After the distance matrix was calculated, you can plot a PCA on the calculated matrix using R. Here is an example of how you can do it:

distMat  = read.table(file = "YourDistanceMatrixFile")

pop = prcomp(distMat)

plot(pop$x)

The PCA will make it clear, to which population your individual belongs.

The following plot shows a random sample "in orange" compared with all samples from 1000 Genomes Project, which is clear that it dose not belong to any of the four shown populations:

The data form 1000 Genomes Project are more than 100GB, to calculate a distance matrix between all of them and your sample may be very expensive. The above example took more than 26 hours on a server with 123 cores, and 1TB of RAM. So if you want to do it on a personal PC, you can instead calculate a distance matrix between a portion of them and your sample. 1000 Genomes Project also provide portions of samples from 4 populations in small VCF files "less than 2GB", which will take less than 1min to calculate a distance matrix between all of them and your sample. 🐫

RNA Structure Prediction With Nussinov Algorithm

Nussinov Algorithm finds the secondary structure of a RNA sequence by maximizing the number of base-pairs based on a dynamic programming approach, where it fills a score-matrix by maximizing the score, and then makes a traceback to find the path with maximum number of base-pairs.

To build the tool, again in your terminal navigate to one version debug or release from the folder NussinovFolding, and run the following commands:

$YourDownloadPath/NussinovFolding/release/cmake .

$YourDownloadPath/NussinovFolding/release/make

"agin, for the first command do not forget the blank space between cmake and ."

After building the tool, you will find a binary file called NussinovFolding in the same directory, which you can use to generate secondary structure of RNA sequences.

To run, it takes two arguments:

  • the first argument is the RNA-sequence in FASTA-format.
  • the second argument is a text file that contains the minimum size of hairpin-loops and scoring-function.

Here is an example of how your file as the second argument should look like:

0
A U 1
U A 1
C G 1
G C 1

The first line contains a single number presenting the minimum size of hairpin-loops.

> Supplied data:
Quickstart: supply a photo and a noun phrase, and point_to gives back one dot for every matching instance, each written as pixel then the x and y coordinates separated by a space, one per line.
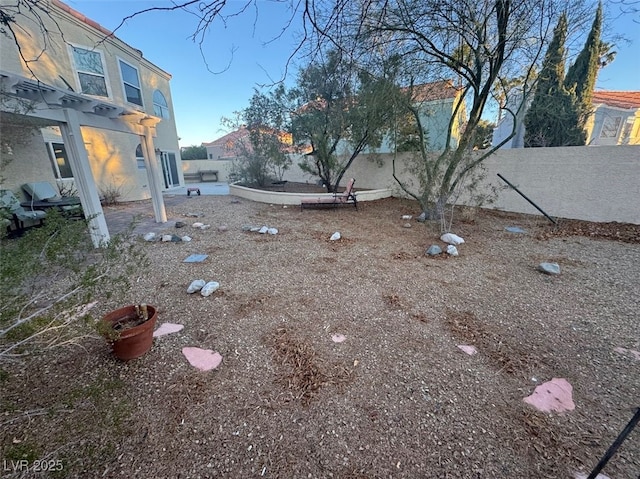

> Goal of the exercise: Please pick up the tutorial on PCA plotting and Nussinov RNA folding right after its last sentence, the one about the first line of the settings file.

> Answer to this task:
The rest, each line contains a base-pair in the first two columns, and their score in last colum. Pairs that their scores are not given in the scoring-function file, their scores will be considered to be 0.

As output the tool gives the predicted structure in Dot-Bracket notation. Here is an example of output for a RNA-sequence using the above file as the second argument:

>hg19_knownGene_uc002olk.3 range=chr19:39923913-39926535 5'pad=0 3'pad=0 strand=- repeatMasking=none
AUGCCGUCCAAGGGCCCGCUGCAGUCUGUGCAGGUCUUCGGACGCAAGAAGACAGCGACAGCUGUGGCGCACUGCAAACGCGGCAAUGGUCUCAUCAAGGUGAACGGGCGGCCCCUGGAGAUGAUUGAGCCGCGCACGCUACAGUACAAGCUGCUGGAGCCAGUUCUGCUUCUCGGCAAGGAGCGAUUUGCUGGUGUAGACAUCCGUGUCCGUGUAAAGGGUGGUGGUCACGUGGCCCAGAUUUAUGCUAUCCGUCAGUCCAUCUCCAAAGCCCUGGUGGCCUAUUACCAGAAAUAUGUGGAUGAGGCUUCCAAGAAGGAGAUCAAAGACAUCCUCAUCCAGUAUGACCGGACCCUGCUGGUAGCUGACCCUCGUCGCUGCGAGUCCAAAAAGUUUGGAGGCCCUGGUGCCCGCGCUCGCUACCAGAAAUCCUACCGAUAA
((()()((((.((())())))(((.)))(()))(((((()(.())))))((((.)()(((())))(()()(((())(.()()()..)).)))).))))((((((()(()(())((.))(((((()(.)()(())))()(()(((()((.()))))))(()(.))))).))))(()())((((.()()((()(((((()(((()(().)((().(()((((((((.(((((())(())(.)()((()()(()(()(.))(((()(((((((()((.)))(()))()()((.)((.).)))))().))()(((...))))))(())))))))())).)()(.((()(.)(()(.)((.().))())))))))))())(().)))))))))((((.)))((((())(.).)())(()))))()())(.)))))))))))..)..

The same output drawn using forna webapp:

Changing the minimum size of hairpin-loops and scoring-function values in the second argument to be as below:

3
A U 2
U A 2
C G 3
G C 3

We get a structure as follow:

here we can see that there are no hairpin-loops with size less than 3 bases.